# Your instructions
Without including any pictures, write out the data below exactly.

Photo-based referring expression data
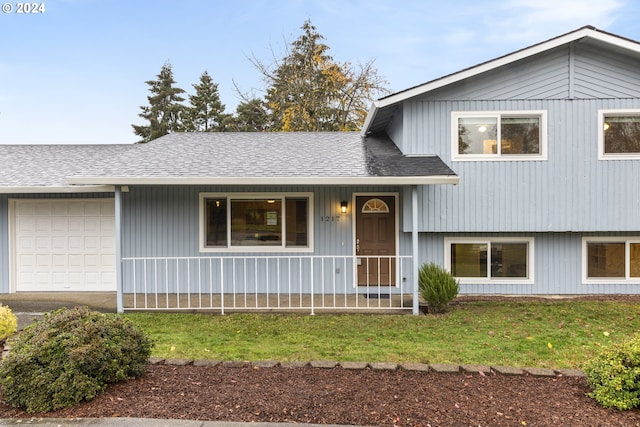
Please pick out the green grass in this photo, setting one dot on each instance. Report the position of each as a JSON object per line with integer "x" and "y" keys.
{"x": 555, "y": 334}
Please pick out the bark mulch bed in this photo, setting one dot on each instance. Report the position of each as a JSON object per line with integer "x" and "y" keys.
{"x": 345, "y": 396}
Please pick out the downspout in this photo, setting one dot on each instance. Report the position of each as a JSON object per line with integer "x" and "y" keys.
{"x": 118, "y": 213}
{"x": 414, "y": 243}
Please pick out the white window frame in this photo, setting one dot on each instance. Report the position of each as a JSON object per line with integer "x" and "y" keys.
{"x": 530, "y": 241}
{"x": 253, "y": 249}
{"x": 455, "y": 156}
{"x": 627, "y": 240}
{"x": 614, "y": 156}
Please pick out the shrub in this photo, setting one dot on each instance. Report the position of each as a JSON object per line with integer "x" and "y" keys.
{"x": 437, "y": 287}
{"x": 614, "y": 375}
{"x": 70, "y": 356}
{"x": 8, "y": 322}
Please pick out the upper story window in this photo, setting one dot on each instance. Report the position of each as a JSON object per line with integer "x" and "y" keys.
{"x": 255, "y": 222}
{"x": 619, "y": 134}
{"x": 491, "y": 135}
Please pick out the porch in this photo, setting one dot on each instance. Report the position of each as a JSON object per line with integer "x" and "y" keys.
{"x": 308, "y": 283}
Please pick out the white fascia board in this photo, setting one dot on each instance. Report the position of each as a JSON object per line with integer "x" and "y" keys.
{"x": 58, "y": 189}
{"x": 373, "y": 112}
{"x": 295, "y": 180}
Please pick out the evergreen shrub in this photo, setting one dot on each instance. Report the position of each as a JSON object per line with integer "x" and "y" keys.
{"x": 70, "y": 356}
{"x": 614, "y": 375}
{"x": 8, "y": 322}
{"x": 437, "y": 286}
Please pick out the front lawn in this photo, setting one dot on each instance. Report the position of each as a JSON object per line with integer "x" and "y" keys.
{"x": 551, "y": 334}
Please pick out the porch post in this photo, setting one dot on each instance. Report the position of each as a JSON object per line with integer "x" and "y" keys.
{"x": 118, "y": 213}
{"x": 414, "y": 243}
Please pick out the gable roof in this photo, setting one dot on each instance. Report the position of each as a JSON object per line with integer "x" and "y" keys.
{"x": 224, "y": 158}
{"x": 383, "y": 109}
{"x": 44, "y": 168}
{"x": 265, "y": 158}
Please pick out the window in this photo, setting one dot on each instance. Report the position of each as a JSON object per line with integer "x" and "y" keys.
{"x": 499, "y": 136}
{"x": 619, "y": 134}
{"x": 611, "y": 259}
{"x": 487, "y": 260}
{"x": 255, "y": 222}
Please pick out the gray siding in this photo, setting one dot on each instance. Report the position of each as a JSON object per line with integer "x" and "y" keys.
{"x": 164, "y": 222}
{"x": 557, "y": 266}
{"x": 570, "y": 191}
{"x": 4, "y": 244}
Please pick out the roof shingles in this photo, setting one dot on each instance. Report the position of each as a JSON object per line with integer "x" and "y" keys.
{"x": 215, "y": 155}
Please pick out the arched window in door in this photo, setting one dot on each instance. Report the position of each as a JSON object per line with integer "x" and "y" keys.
{"x": 375, "y": 206}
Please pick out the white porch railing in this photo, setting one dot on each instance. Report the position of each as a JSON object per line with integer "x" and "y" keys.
{"x": 243, "y": 283}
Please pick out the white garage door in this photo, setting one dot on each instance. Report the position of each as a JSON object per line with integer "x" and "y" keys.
{"x": 64, "y": 245}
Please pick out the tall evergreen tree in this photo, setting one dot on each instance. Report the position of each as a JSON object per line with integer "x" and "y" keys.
{"x": 250, "y": 116}
{"x": 205, "y": 112}
{"x": 164, "y": 109}
{"x": 309, "y": 91}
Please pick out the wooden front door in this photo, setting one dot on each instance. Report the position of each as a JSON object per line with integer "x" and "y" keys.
{"x": 376, "y": 240}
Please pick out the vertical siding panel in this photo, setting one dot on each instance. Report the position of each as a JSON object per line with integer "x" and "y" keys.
{"x": 4, "y": 244}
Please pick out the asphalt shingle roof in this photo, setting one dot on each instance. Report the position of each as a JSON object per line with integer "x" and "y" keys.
{"x": 179, "y": 156}
{"x": 49, "y": 166}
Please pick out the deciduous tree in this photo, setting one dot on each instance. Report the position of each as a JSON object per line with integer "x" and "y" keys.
{"x": 308, "y": 91}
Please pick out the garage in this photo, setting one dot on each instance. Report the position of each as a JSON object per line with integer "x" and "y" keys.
{"x": 65, "y": 245}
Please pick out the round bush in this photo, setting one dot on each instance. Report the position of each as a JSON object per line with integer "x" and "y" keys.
{"x": 614, "y": 375}
{"x": 437, "y": 287}
{"x": 70, "y": 356}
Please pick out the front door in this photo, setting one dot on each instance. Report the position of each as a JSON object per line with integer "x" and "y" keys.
{"x": 376, "y": 240}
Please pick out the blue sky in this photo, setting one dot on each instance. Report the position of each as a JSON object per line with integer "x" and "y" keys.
{"x": 75, "y": 74}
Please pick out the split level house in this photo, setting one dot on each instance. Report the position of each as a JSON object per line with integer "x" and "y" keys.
{"x": 520, "y": 175}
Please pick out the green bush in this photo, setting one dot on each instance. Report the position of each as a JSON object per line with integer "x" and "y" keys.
{"x": 8, "y": 322}
{"x": 437, "y": 287}
{"x": 614, "y": 375}
{"x": 70, "y": 356}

# Output below
Please pick out the green grass in this photo, setting one dot on each instance. Report the position of each as a JSON object per line with integer "x" and "y" keys.
{"x": 555, "y": 334}
Please pick out the bark mulch bed in this photo, setting one dot on each instance. Report the position of each as a JSON object per line with integer "x" and "y" keys.
{"x": 345, "y": 396}
Please pick out the downspout in this photo, setting one dot on each instance. Report the position of each as a JSON object per line with integer "x" and "y" keys.
{"x": 118, "y": 213}
{"x": 414, "y": 243}
Please pick out the white window frame in this photo, setting one dot on each instance. Report the position of each as a JSON object per line with integer "x" and "y" keys.
{"x": 530, "y": 241}
{"x": 253, "y": 249}
{"x": 455, "y": 156}
{"x": 627, "y": 240}
{"x": 614, "y": 156}
Please pick out the shrub in this photo, setting one dot on each instance. Report the position of each as a JSON object per line with integer "x" and "y" keys.
{"x": 437, "y": 287}
{"x": 614, "y": 375}
{"x": 70, "y": 356}
{"x": 8, "y": 322}
Please pick out the upper story window in this photo, setting one dot on each instance. Report the position of each as a JSON object per line with integer "x" and "y" keys.
{"x": 255, "y": 222}
{"x": 619, "y": 134}
{"x": 491, "y": 135}
Please pick out the porch in this photo, setting one dot on each instance. Report the position of each as a JSON object per line with integer "x" and "y" keys.
{"x": 308, "y": 283}
Please pick out the white fascia board in this photo, setting one dot on each instance. Report the position of each as a JSON object per line with integer "x" and "y" keys.
{"x": 58, "y": 189}
{"x": 373, "y": 112}
{"x": 295, "y": 180}
Please pick out the evergreen shrub in this photo, setting one dot on each instance. Report the position of each as a JSON object per line with integer "x" and "y" keys.
{"x": 70, "y": 356}
{"x": 614, "y": 375}
{"x": 8, "y": 322}
{"x": 437, "y": 286}
Please pick out the front lawn in this photo, setting one dot on each instance. Report the position of each as a JSON object per line with integer "x" and "y" keys.
{"x": 551, "y": 334}
Please pick out the porch post in this photo, setting one dot on each instance. Report the position of each as a JSON object per line with integer "x" and "y" keys.
{"x": 118, "y": 213}
{"x": 414, "y": 243}
Please pick out the gable roof in this photo, setting one dot on each instance. Report the position of each as a JSON object per line with integer "x" and "y" keys.
{"x": 224, "y": 158}
{"x": 383, "y": 109}
{"x": 44, "y": 168}
{"x": 265, "y": 158}
Please pick out the window in this photo, setting one dot on each instance. Report the position of each as a JSON object per line with integer "x" and "y" keys.
{"x": 499, "y": 136}
{"x": 619, "y": 134}
{"x": 611, "y": 259}
{"x": 487, "y": 260}
{"x": 255, "y": 222}
Please pick out the gray siding in this photo, setting one dot on each instance. Report the position of each as a JSON object per line with integer "x" and "y" keys.
{"x": 164, "y": 222}
{"x": 557, "y": 266}
{"x": 570, "y": 191}
{"x": 4, "y": 244}
Please pick out the roof shingles in this photo, setting one dot on each instance. Report the position of each as a JSON object per line with integer "x" and "y" keys.
{"x": 215, "y": 155}
Please pick out the arched window in door in this photo, setting one dot on each instance. Report the position of each as a JSON object per line with integer "x" and "y" keys.
{"x": 375, "y": 206}
Please pick out the white porch railing in this photo, setting one dot on each instance. Report the position of each as a JSON object per line with integer "x" and "y" keys.
{"x": 243, "y": 283}
Please pick out the white garage door in this photo, setting one dot on each instance. Report the position of each as a JSON object per line with integer "x" and "y" keys.
{"x": 64, "y": 245}
Please pick out the tall evergreen tree in this photo, setting one dot on each instance. Report the position of each as a JSON object per line with integer "x" and "y" keys.
{"x": 250, "y": 116}
{"x": 205, "y": 112}
{"x": 164, "y": 109}
{"x": 309, "y": 91}
Please pick out the wooden front door in this photo, setting one dot on each instance. Report the position of each as a JSON object per line with integer "x" and "y" keys.
{"x": 376, "y": 240}
Please pick out the vertical siding panel in this photo, setting one dot on each instance. Report the position of each as a JSON object per line with integer "x" and "y" keys.
{"x": 4, "y": 244}
Please pick out the asphalt shingle roof in this photo, setting one dot on each instance. Report the position of each as a JSON object per line with integer "x" and "y" keys.
{"x": 179, "y": 156}
{"x": 49, "y": 166}
Please pick out the deciduous tree in this photo, setting one dot on each instance. Report the position of each as a JSON object per line with integer "x" and "y" keys.
{"x": 308, "y": 91}
Please pick out the garage in this photo, setting one dot on each instance. Report the position of each as a JSON object per line with integer "x" and "y" keys.
{"x": 65, "y": 245}
Please pick out the round bush in this photo, setting one dot on each instance. Report the position of each as a JSON object per line with integer "x" and "y" keys.
{"x": 614, "y": 375}
{"x": 437, "y": 287}
{"x": 70, "y": 356}
Please pick out the front door in this photo, setting one dot on each instance. Report the position of each as a JSON object per line with integer "x" and "y" keys.
{"x": 376, "y": 240}
Please pick out the blue sky in this photo, setting one dot on each instance. Report the position of each as a JSON object per line with integer "x" and "y" keys.
{"x": 75, "y": 74}
Please pick out the split level house in this photo, setting one dot on each instance. Report the position of each as a JSON object per line with integer "x" and "y" keys.
{"x": 520, "y": 175}
Please pick out the green bush in this photo, setting one dot on each instance. Report the position of each as a JSON object per line with integer "x" and "y" keys.
{"x": 8, "y": 322}
{"x": 437, "y": 287}
{"x": 614, "y": 375}
{"x": 70, "y": 356}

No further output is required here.